• **Goal**
Copy every one of the entries below word for word, without changing anything.

* START Input *

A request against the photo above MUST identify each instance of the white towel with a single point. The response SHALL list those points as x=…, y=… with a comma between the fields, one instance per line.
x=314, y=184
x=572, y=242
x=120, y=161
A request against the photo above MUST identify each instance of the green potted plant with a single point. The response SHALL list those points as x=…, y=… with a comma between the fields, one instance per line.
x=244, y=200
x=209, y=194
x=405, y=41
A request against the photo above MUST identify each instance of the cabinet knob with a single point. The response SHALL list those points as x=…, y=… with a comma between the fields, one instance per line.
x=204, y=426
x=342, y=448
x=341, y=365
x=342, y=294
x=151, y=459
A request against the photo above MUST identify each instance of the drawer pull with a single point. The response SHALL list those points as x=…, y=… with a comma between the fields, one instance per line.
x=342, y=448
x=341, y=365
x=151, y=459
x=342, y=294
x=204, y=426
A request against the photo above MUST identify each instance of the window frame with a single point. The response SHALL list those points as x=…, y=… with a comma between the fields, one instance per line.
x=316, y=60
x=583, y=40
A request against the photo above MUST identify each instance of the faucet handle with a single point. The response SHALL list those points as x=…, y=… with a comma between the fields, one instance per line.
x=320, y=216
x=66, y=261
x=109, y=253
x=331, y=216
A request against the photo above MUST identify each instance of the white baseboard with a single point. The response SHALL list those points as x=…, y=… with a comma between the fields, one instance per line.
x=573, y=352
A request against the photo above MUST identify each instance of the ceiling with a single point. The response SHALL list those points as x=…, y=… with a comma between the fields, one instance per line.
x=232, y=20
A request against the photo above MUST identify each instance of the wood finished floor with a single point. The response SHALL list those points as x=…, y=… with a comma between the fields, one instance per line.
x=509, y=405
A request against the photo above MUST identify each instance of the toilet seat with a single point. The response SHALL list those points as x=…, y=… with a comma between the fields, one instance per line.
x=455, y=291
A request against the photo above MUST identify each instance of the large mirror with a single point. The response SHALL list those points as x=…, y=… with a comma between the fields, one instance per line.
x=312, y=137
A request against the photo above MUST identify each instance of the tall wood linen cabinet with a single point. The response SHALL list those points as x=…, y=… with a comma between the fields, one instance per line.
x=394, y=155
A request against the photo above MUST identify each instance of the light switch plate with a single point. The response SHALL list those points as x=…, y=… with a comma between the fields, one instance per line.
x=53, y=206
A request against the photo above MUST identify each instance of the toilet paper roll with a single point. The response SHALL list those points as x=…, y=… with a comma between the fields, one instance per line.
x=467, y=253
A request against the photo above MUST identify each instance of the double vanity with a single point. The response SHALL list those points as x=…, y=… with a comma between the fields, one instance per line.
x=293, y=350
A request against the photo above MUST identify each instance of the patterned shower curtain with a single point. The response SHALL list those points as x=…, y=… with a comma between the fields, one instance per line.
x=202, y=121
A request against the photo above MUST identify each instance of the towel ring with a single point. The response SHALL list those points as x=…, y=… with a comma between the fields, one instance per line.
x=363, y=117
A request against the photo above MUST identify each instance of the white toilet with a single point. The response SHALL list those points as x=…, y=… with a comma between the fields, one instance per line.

* END Input *

• **Answer for the task**
A request against the photo above MUST identify each instance of the white towel with a single point. The response SHALL list those points as x=…, y=… with a comma between the fields, one instance per line.
x=314, y=184
x=572, y=242
x=120, y=161
A request against the photo above MUST identify each instance of the green potted plant with a single point. The response SHALL list those points as x=…, y=… with a comma between the fields, one instance per line.
x=244, y=200
x=209, y=194
x=405, y=41
A request against the photo above MUST identify each instance of the cabinet knob with a single point. The response SHALL list those points as x=…, y=… with a comma between the fields, one instance per line.
x=204, y=426
x=342, y=448
x=341, y=365
x=342, y=294
x=151, y=459
A request against the photo above MUST identify each instance of the drawer pull with a single point. The response SHALL list those points as x=…, y=… with a comma between the fields, one instance per line.
x=342, y=448
x=341, y=365
x=151, y=459
x=342, y=294
x=204, y=426
A request against the photo above MUST identify each instance of the window frame with a single point. The response SHALL list those points as x=…, y=… with a comma between the fields, one instance per line.
x=316, y=60
x=583, y=40
A request against the photo above MUST identify each instance of the faucet handle with a single point. The response SHALL list those points as x=…, y=… with a comma between the fields, one instance per line.
x=320, y=216
x=66, y=261
x=109, y=253
x=331, y=216
A request against the photo above MUST identify each instance of the white baseboard with a single point. The response SHALL list those points as x=…, y=… with a comma between the fields, one instance per line.
x=573, y=352
A request against the photo above MUST identify each instance of the ceiling with a single point. The response SHALL list those points as x=…, y=… with a comma between the fields, one instance per line.
x=232, y=20
A request against the photo above MUST identify each instance of the wood finished floor with a single point. The response SHALL list those points as x=…, y=… with a comma between the fields, one instance per line.
x=509, y=405
A request against the photo above MUST identify each instance of the toilet seat with a single point. The response SHALL list those points as x=…, y=… with a comma between the fields, one instance per line.
x=455, y=291
A request against the photo above MUST identify each instance of the large mirror with a single point. The response SHALL list those points as x=…, y=… with a comma between the fields, one instance per line.
x=312, y=137
A request against the photo above MUST identify each instance of the tall wood linen cabinet with a single point. The response SHALL list those points as x=…, y=… with a comma between the fields, one instance per line.
x=394, y=155
A request against the photo above MUST identify each instance of the light switch plate with a single point. The response SHALL list those points as x=…, y=… with a comma between the fields, one instance per line.
x=53, y=206
A request against the photo above MUST identify each instance of the toilet paper roll with a single point. The response SHALL list those points as x=…, y=… with a comma between the fields, one instance per line.
x=467, y=253
A request against the photo above MUST identify each instance of the double vanity with a single point. The response SHALL list those points as x=…, y=… with a comma between the fields, one instance per line.
x=293, y=350
A request against the photo above MUST identify each instance of the patterned shower curtain with a single point. The response SHALL list those points as x=…, y=… with a comma between the fields, one instance per line.
x=202, y=121
A request against the photo above MUST identify each instance of the towel ring with a single point. The response SHALL list those points as x=…, y=… with a comma between the fields, one instance per line.
x=363, y=117
A request against the photo above MUST identify each instance of the white toilet with a single point. The response SHALL list those points as x=…, y=… with a comma between the fields, one instance per line.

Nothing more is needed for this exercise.